Your objective: Extract the listing in its entirety, keeping each line identical to the original.

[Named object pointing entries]
***

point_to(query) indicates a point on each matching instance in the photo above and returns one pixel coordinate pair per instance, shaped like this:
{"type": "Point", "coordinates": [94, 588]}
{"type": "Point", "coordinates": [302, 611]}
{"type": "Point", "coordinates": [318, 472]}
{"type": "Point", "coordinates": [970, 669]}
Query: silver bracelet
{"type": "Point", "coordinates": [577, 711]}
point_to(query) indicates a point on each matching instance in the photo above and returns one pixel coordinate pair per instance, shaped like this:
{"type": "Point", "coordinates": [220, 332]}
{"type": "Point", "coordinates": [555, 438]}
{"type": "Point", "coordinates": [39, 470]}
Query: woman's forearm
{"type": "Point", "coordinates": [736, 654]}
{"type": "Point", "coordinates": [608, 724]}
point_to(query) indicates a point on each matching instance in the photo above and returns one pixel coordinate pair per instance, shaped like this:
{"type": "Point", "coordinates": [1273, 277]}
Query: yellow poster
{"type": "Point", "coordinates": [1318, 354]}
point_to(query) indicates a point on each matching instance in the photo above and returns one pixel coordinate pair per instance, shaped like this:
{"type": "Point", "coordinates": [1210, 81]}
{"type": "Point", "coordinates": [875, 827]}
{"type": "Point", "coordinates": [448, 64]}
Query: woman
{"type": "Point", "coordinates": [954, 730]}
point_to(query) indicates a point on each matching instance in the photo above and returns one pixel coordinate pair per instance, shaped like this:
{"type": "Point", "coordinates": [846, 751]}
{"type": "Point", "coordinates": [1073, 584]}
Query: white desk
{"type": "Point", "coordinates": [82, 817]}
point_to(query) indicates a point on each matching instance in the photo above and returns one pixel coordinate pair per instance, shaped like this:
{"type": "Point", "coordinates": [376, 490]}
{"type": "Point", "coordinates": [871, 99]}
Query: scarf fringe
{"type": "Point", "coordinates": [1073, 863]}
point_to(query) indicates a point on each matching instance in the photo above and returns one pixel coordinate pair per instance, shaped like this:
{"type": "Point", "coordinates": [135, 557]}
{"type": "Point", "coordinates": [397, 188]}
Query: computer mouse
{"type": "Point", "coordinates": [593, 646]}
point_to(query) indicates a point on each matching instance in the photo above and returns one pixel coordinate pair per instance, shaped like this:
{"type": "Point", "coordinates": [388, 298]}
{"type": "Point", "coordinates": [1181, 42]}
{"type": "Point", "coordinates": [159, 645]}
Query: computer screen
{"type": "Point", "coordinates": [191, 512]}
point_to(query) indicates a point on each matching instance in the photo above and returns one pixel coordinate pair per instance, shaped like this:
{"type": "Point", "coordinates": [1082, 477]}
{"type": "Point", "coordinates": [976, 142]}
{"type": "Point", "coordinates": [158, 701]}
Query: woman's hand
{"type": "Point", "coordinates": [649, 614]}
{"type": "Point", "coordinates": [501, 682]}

***

Written response:
point_to(query) indicates a point on each matching instance in the photo above and returns one pixel coordinate pair per instance, shaped like this:
{"type": "Point", "coordinates": [94, 588]}
{"type": "Point", "coordinates": [302, 611]}
{"type": "Point", "coordinates": [318, 472]}
{"type": "Point", "coordinates": [970, 669]}
Query: silver bracelet
{"type": "Point", "coordinates": [577, 711]}
point_to(query) indicates a point on each matching instance in the photo above and returns one pixel coordinate pair per instance, shaped like this:
{"type": "Point", "coordinates": [220, 332]}
{"type": "Point", "coordinates": [555, 438]}
{"type": "Point", "coordinates": [39, 470]}
Query: woman's forearm
{"type": "Point", "coordinates": [736, 654]}
{"type": "Point", "coordinates": [608, 724]}
point_to(query) indicates a point on each matching instance in the photo above and returns one pixel coordinate pair per instance, shaped like this:
{"type": "Point", "coordinates": [1273, 277]}
Query: yellow poster
{"type": "Point", "coordinates": [1318, 354]}
point_to(query) indicates a point on each matching instance in the photo above and returns one pixel coordinate pair per instance, shaped like this:
{"type": "Point", "coordinates": [1210, 81]}
{"type": "Point", "coordinates": [875, 827]}
{"type": "Point", "coordinates": [448, 64]}
Query: woman
{"type": "Point", "coordinates": [954, 730]}
point_to(query) indicates a point on each matching instance in the photo above and returns one pixel coordinate pair per instance, shaped like this:
{"type": "Point", "coordinates": [846, 751]}
{"type": "Point", "coordinates": [1073, 584]}
Query: white desk
{"type": "Point", "coordinates": [82, 817]}
point_to(query) indicates a point on each matching instance in the photo above and returns one pixel coordinate pair per instance, shaped like this:
{"type": "Point", "coordinates": [376, 490]}
{"type": "Point", "coordinates": [871, 99]}
Query: scarf fringe
{"type": "Point", "coordinates": [1073, 863]}
point_to(query) indicates a point on each matching instance in the photo above and returns one pixel coordinate pair per instance, shaped like this:
{"type": "Point", "coordinates": [135, 557]}
{"type": "Point", "coordinates": [397, 188]}
Query: computer mouse
{"type": "Point", "coordinates": [593, 646]}
point_to(query) indicates a point on each matching instance in the photo above and returns one pixel coordinate pair per instance, shaped like this:
{"type": "Point", "coordinates": [388, 298]}
{"type": "Point", "coordinates": [1181, 42]}
{"type": "Point", "coordinates": [159, 645]}
Query: computer screen
{"type": "Point", "coordinates": [191, 512]}
point_to(query) indicates a point on each matching instance in the photo above and returns one pixel coordinate pair per instance, shaped like this:
{"type": "Point", "coordinates": [1082, 477]}
{"type": "Point", "coordinates": [976, 142]}
{"type": "Point", "coordinates": [158, 701]}
Query: woman's hand
{"type": "Point", "coordinates": [649, 614]}
{"type": "Point", "coordinates": [501, 682]}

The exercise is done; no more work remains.